Segment Start: Extracted text

9.30.2013

Sarah Bond - Roma Aeterna: Cartography, Propaganda, and Mussolini's Rome

Whenever I go to Rome, I often eavesdrop. Don't pretend that you don't too. Something that often catches me by surprise are the conversations had by visitors to the area of the Colosseum, next to the Via dei Fori Imperiali, where people often ponder a series of maps that illustrate the growth of the Roman Empire. Assertions about the makers of the maps often range from Augustus to Nero to Marcus Agrippa, but rarely do American tourists pinpoint the actual crafty cartographer: Benito Mussolini. 



Five maps were put there by Il Duce in order to illustrate the growth of the Roman empire,  all fastened onto the Basilica of Maxentius and looking out onto the Via dell'Impero. Only four remain in situ--with the fifth now in storage. This fifth map was intended to show the reach of the new Italian empire, one that Mussolini had proclaimed after the Italian invasion of Ethiopia in a speech of May 10, 1936. While this new Italian empire was never fully realized, it can be said that Mussolini understood the power of maps to communicate the traditional Roman ideals of potestas, auctoritas, and dignitas, and realized the latent potential of maps as propaganda. 

Those tourists in Rome are not that far off--particularly when they guess Agrippa or Augustus. Julius Caesar had originally commissioned Greek geographers to map the world, but when he met an untimely death, he did not live to see it. The job of creating a world map fell then to Marcus Agrippa. Agrippa too died before the survey was finished, but Augustus remained faithful to his friend and finished the job.


The map was likely rectangular and placed in the Porticus Vipsania, along the Via Lata. It was perhaps intended to show the extent of the earth and to demonstrate to what extent Rome had already conquered most of it, but may also have been intended to visualize the number of colonies planned by Augustus.

Segment End: Extracted text
Segment Start: Provided information

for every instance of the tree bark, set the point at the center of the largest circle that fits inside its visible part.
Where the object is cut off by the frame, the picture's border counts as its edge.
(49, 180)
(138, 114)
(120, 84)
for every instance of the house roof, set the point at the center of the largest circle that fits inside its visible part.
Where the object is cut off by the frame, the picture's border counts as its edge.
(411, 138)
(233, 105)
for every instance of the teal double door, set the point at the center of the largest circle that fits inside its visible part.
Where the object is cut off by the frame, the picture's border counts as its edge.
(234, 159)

Segment End: Provided information
Segment Start: Provided information

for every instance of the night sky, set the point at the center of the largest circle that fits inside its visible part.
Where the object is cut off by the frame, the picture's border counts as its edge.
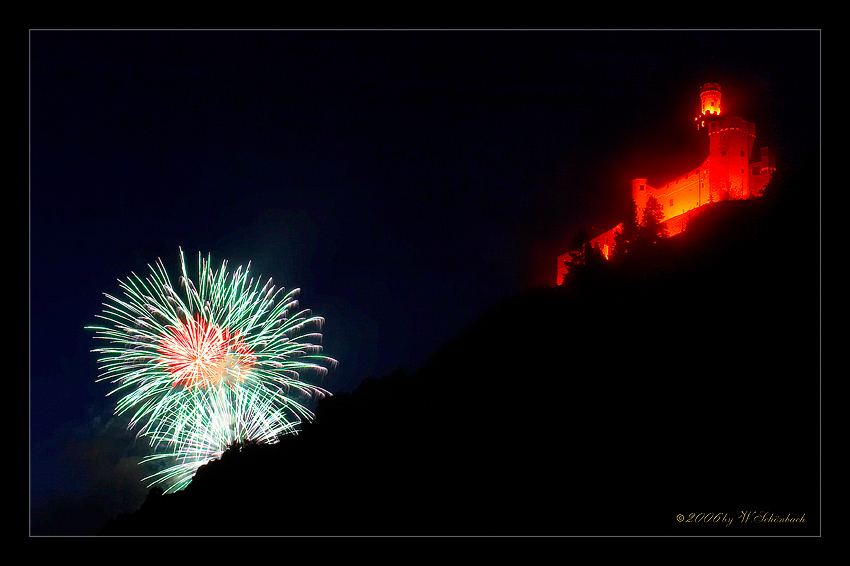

Segment End: Provided information
Segment Start: Provided information

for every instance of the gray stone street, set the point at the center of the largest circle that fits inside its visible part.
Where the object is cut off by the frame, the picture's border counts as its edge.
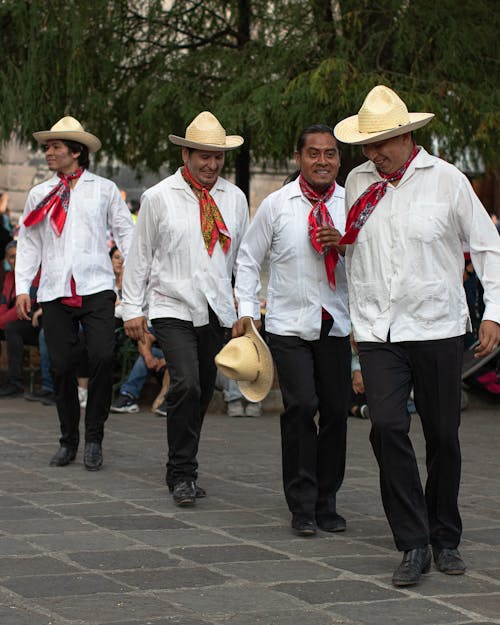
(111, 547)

Segment End: Provided information

● Activity: Could you write what comes next in the post on Roman cartography and Mussolini's maps, picking up after its final sentence?

● The answer:
The Porticus Vipsania

Although not smack dab in the center, it is notable that the city of Rome is the focus of the map; a sun in a heliocentric, Mediterranean universe. Similarly, when I reflect on the maps of Mussolini, I am reminded of how his maps were used to predict the future for the audience and to give them hope. In Augustus' case, he provided hope that the long civil war was over. Hope that he could make Rome great again after a long century of turmoil. Hope that this new empire would last into perpetuity. 

This brief post can not even begin to touch on the use of maps as propaganda in antiquity. For that, we can turn to a number of books from the likes of Richard Talbert and Claude Nicolet. However, I wanted to share my thoughts on Mussolini and to recognize that despite the fact that his maps show a destructive idea of imperium, they were also meant to inspire the thousands of Italians that stood on the roadside along Mussolini's newly remade Forum area, to believe in their leader and in his abilities. It is rather a good thing that Mussolini was nowhere near the man that Augustus was, and that the fifth map of Mussolini will perhaps forever stay in storage.  




Suggested Reading: 

O.A.W. Dilke, "Maps in the Service of the State: Roman Cartography to the End of the Augustan Era," 

Heather Hyde Minor, "Ritual and Cartography in Public Art During the Second Roman Empire," Imago Mundo 51 (1999), 147-162. 

Kenneth Scott, "Mussolini and the Roman Empire," Classic Journal 27.9 (June 1932), 645-657.

Richard J.A. Talbert, Rome's World (Cambridge, 2010).